Passage:

SCF Credit Section: Literature related to Emergency Funds, etc.

SCF Credit Section: Selected Literature Summaries

SCF Group Credit Section

Article Summaries Regarding Household Financial Behavior:

Credit, Financial Ratios, Emergency Funds, Life Insurance


Citation 1: Chang, Y.R. & Huston, S. (1995). Patterns of adequate household emergency fund holdings: A comparison of
household in 1983 and 1986. Financial Counseling and Planning, 6, 119-128.

Abstract: The 1983 and 1986 Survey of Consumer Finance were used to analyze patterns of meeting a guideline of
holding enough liquid assets to cover three months of income (emergency fund adequacy). In both years,
only 32% of households met the guideline. Only 21% of households met the guideline in both years.
Logistic regression analyses show a consistent pattern. The probability of having adequate emergency
funds increased with education, home equity, and age, and decreased with house size. Households with a
Black head had significantly lower probabilities of having adequate emergency fund holdings than similar
households headed by a White.


Citation 2: Chang, Y.R. (1995). Effects of expected future income and other factors on adequacy of household emergency fund
savings. In Karen F. Folk (Ed.), Proceedings of the 41st Annual Conference of the American Council on
Consumer Interests,
pp. 220-221. Columbia, MO: American Council of Consumer Interests.

Abstract: The 1983-86 Survey of Consumer Finances panels were used to test the relationship between expected
income growth and emergency fund levels. The guideline that liquid assets should be 3 months income
was met by 37% of households. A logit on meeting the guideline showed that expected income growth did
not have a significant effect. Age, homeownership, and income had positive and household size and being
Black had negative effects on meeting the guideline.


Citation 3: DeVaney, S. A. (1995). Emergency fund adequacy among U.S. households in 1977 and 1989. Consumer Interests
Annual
, 41, 222-223.

Abstract: The purpose of this study was to compare the level of emergency funds held by households in 1977 and
1989. About one-third of all households were adequately prepared in both years. As age and education
increased, households were more likely to meet the rule of thumb of holding liquid assets equal to 3
months of income.


Citation 4: Hanna, S. & Wang, H. (1995). The adequacy of emergency funds to cover household expenditures. In Karen F. Folk
(Ed.), Proceedings of the 41st Annual Conference of the American Council on Consumer Interests,
pp.224-225. Columbia, MO: American Council of Consumer Interests.

Abstract: An analysis of households in the Consumer Expenditure Survey confirmed previous findings, with only
31% having enough liquid assets to cover 3 months of spending. A logit showed that meeting the
guideline increased with income, age and education and decreased with household size. Black households
were significantly less likely than similar non-Black households to meet the guideline.

Record extracts:

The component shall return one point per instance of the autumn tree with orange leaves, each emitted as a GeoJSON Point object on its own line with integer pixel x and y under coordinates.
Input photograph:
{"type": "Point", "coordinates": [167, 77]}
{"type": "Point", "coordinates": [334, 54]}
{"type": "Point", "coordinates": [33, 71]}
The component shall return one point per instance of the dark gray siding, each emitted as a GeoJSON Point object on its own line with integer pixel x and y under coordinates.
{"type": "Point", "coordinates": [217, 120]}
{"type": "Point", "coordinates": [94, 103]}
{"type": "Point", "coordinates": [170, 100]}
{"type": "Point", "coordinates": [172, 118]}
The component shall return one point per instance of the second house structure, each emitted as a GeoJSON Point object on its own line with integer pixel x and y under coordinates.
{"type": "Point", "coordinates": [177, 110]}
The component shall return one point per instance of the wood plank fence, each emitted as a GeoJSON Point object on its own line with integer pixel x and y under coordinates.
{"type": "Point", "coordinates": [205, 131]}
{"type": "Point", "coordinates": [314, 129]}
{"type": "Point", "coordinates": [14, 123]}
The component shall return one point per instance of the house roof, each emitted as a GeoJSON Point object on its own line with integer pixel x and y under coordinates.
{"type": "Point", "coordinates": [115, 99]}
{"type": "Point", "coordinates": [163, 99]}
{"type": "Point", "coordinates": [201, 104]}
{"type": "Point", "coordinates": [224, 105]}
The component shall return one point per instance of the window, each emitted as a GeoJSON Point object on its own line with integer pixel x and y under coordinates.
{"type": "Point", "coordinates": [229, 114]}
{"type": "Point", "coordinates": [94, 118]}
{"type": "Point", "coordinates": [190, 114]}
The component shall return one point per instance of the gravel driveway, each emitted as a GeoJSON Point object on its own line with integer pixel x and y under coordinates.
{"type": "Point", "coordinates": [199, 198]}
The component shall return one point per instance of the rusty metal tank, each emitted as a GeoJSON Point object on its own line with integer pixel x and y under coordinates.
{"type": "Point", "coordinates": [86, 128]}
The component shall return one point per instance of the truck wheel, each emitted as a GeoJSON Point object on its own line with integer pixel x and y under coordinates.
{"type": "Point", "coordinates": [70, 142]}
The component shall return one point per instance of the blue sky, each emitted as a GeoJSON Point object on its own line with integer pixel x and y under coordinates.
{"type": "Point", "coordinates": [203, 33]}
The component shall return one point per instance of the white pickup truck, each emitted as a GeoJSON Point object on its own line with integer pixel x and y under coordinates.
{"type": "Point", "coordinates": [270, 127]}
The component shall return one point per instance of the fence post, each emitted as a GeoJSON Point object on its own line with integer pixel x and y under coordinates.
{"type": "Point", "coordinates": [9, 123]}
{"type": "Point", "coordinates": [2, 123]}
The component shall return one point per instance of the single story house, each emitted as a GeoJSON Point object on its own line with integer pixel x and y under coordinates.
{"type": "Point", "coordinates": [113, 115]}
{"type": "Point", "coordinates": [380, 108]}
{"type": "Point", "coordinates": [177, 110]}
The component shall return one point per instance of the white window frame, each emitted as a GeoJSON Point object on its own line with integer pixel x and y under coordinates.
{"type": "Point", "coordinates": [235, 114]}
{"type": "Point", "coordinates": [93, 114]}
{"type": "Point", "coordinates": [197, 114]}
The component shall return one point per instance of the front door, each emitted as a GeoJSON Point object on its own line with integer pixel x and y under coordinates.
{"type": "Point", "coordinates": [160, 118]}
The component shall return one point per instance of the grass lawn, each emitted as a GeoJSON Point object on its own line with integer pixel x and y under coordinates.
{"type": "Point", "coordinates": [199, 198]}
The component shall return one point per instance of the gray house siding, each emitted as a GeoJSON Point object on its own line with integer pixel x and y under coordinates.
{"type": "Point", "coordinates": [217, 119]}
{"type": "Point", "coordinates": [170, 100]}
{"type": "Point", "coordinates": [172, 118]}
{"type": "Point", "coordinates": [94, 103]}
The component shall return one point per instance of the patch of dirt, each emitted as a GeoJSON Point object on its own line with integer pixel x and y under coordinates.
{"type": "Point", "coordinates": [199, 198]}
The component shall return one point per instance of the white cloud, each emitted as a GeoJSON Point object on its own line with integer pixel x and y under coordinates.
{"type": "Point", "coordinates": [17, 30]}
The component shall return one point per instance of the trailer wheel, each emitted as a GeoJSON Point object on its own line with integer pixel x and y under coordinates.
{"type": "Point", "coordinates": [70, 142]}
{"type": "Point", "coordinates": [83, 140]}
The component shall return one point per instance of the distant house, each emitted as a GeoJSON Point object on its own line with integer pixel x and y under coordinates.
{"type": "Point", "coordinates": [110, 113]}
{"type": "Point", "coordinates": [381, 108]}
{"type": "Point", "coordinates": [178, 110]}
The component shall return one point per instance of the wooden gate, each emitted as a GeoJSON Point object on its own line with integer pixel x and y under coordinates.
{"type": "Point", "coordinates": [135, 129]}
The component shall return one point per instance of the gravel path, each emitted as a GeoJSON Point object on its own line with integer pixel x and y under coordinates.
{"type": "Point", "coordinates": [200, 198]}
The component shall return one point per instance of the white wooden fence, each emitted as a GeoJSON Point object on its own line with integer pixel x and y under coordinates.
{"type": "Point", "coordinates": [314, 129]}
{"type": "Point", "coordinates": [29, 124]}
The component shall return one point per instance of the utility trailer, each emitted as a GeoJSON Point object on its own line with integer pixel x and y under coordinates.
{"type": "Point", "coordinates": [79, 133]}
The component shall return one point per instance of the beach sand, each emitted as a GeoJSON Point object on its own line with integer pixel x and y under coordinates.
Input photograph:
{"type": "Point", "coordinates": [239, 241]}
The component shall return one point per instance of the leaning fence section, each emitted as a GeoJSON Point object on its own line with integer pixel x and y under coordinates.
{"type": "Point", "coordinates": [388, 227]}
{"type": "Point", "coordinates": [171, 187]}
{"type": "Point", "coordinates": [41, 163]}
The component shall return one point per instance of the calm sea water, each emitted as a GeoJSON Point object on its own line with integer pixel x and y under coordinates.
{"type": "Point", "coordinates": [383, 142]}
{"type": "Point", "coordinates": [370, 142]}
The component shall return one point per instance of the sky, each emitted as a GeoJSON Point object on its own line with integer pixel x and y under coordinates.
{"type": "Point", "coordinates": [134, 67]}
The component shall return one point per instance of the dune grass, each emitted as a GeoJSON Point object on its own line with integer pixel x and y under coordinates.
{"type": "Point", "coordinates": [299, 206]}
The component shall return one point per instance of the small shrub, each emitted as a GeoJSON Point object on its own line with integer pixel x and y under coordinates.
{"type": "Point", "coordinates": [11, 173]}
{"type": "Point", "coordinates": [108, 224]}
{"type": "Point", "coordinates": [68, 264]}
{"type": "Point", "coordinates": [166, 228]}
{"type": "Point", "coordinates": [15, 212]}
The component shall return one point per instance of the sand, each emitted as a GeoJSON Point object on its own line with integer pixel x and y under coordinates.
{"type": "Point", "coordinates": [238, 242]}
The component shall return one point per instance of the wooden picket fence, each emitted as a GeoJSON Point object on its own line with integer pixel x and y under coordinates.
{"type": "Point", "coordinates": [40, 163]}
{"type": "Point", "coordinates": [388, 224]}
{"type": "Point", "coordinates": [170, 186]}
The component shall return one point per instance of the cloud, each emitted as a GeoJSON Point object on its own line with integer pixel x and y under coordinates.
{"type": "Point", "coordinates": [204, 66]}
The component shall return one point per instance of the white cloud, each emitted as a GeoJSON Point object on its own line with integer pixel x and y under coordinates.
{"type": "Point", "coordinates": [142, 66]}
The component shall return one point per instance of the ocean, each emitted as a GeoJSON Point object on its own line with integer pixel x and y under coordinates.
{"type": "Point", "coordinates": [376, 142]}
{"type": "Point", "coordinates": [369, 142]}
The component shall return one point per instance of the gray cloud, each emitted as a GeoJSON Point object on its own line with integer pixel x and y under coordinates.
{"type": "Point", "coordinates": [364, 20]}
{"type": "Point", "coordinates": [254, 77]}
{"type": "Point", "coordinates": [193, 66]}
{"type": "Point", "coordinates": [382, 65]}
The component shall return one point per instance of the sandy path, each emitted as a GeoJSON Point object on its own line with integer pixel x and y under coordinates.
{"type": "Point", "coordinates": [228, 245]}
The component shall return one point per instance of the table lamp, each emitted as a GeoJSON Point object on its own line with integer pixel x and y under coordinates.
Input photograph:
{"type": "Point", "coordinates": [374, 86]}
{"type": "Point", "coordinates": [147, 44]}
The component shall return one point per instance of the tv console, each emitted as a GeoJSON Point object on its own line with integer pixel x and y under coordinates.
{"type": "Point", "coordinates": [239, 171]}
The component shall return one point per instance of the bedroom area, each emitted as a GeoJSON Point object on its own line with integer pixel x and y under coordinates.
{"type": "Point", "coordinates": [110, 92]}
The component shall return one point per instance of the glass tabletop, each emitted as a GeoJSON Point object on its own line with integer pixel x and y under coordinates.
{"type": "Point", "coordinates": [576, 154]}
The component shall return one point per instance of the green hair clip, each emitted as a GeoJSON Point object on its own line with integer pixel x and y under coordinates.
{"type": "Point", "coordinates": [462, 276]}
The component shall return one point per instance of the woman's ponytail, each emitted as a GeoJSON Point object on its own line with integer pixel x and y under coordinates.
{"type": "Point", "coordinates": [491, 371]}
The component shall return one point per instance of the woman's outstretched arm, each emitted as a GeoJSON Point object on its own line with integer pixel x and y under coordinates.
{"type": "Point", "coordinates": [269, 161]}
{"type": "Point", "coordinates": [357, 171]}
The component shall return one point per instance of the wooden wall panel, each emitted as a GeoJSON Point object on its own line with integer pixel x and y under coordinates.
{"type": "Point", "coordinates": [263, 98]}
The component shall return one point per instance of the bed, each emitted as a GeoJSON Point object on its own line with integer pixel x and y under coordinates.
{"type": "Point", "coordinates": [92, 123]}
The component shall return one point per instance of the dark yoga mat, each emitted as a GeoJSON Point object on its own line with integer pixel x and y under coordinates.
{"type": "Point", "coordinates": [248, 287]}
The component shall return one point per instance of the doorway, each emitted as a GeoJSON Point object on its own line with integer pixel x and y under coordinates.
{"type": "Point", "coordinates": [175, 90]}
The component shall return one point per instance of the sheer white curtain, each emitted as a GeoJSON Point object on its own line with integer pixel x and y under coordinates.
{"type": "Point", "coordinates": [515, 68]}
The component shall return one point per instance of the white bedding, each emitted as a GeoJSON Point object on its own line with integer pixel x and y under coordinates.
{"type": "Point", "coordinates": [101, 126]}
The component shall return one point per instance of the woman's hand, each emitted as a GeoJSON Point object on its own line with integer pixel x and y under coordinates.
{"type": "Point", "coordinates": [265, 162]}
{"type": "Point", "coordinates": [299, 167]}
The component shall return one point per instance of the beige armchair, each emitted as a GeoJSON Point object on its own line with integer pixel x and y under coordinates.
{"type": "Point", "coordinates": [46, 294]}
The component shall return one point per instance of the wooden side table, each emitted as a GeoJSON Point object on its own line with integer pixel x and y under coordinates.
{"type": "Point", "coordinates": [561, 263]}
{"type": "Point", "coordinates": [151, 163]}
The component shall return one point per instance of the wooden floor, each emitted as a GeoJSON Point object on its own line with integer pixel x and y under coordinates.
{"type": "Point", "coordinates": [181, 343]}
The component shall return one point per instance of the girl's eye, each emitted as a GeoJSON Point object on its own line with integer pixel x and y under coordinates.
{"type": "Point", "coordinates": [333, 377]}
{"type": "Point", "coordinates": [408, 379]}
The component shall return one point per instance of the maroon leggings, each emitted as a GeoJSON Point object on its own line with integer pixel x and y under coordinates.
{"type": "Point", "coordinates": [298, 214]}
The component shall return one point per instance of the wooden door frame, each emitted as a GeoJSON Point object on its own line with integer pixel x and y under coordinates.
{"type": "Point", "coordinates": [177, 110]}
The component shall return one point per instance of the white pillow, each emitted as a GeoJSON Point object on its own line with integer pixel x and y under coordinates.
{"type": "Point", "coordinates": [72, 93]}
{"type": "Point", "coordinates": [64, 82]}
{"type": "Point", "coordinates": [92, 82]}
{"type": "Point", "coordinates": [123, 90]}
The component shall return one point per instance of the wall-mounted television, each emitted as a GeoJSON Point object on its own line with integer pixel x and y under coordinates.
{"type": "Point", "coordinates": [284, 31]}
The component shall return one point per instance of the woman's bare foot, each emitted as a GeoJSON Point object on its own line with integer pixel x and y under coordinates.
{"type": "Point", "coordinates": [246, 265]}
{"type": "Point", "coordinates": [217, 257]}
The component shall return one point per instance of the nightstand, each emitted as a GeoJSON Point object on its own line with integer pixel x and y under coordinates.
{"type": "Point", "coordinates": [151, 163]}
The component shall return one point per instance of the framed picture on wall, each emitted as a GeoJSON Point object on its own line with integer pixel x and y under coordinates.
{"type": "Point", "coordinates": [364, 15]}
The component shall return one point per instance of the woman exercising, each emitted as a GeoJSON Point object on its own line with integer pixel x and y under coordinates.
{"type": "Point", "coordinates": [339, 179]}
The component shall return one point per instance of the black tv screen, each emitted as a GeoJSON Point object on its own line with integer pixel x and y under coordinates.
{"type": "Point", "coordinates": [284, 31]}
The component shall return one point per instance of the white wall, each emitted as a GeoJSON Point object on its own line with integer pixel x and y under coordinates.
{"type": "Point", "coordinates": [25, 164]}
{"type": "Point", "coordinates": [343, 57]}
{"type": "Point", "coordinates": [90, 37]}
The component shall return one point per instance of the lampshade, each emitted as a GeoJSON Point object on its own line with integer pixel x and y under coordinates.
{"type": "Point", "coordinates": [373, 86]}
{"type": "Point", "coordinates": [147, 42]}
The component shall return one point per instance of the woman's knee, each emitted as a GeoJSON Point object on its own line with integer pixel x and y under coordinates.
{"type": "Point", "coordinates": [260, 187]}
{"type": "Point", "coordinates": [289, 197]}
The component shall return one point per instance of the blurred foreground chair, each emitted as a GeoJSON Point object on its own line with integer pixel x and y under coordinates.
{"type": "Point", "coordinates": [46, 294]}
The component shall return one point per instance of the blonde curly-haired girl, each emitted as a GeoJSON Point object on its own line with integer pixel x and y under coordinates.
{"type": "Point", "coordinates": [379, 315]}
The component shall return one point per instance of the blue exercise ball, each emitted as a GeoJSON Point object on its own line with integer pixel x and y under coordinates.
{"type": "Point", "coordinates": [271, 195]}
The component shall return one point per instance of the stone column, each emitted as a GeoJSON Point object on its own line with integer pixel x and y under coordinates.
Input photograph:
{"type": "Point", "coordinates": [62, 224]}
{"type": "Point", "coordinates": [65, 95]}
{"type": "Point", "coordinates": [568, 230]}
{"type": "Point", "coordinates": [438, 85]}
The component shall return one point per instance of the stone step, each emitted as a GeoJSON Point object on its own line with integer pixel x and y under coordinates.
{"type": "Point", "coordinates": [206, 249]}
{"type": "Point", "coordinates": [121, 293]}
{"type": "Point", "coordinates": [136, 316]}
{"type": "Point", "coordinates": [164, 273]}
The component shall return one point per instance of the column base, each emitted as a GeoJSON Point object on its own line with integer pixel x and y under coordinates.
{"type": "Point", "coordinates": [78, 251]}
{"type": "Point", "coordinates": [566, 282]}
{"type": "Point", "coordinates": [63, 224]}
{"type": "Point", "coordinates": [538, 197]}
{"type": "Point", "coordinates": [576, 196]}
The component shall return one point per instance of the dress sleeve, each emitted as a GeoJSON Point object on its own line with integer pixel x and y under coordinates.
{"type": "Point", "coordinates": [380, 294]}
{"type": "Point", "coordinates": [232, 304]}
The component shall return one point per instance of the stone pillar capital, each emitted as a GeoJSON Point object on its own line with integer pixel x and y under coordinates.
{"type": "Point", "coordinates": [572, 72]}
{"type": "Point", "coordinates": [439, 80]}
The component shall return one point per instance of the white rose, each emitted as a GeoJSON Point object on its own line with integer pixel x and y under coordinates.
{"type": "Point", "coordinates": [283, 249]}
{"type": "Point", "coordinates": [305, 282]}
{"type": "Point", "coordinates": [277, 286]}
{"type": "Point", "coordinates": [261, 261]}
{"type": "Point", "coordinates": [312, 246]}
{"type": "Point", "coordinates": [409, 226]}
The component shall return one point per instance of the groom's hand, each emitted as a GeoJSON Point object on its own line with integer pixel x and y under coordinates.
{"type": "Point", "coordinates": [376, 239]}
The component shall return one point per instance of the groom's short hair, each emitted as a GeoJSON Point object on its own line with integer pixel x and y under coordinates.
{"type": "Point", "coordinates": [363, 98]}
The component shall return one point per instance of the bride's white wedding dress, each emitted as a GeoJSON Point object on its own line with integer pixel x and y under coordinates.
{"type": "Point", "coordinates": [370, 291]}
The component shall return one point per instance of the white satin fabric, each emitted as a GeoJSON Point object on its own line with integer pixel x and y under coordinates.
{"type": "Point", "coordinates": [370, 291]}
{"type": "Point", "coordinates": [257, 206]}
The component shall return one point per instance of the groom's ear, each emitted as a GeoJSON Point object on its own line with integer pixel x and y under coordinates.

What to produce: Translate into Spanish this sentence from the emergency fund literature summaries: "In both years, only 32% of households met the guideline."

In response: En ambos años, solo el 32 % de los hogares cumplió la directriz.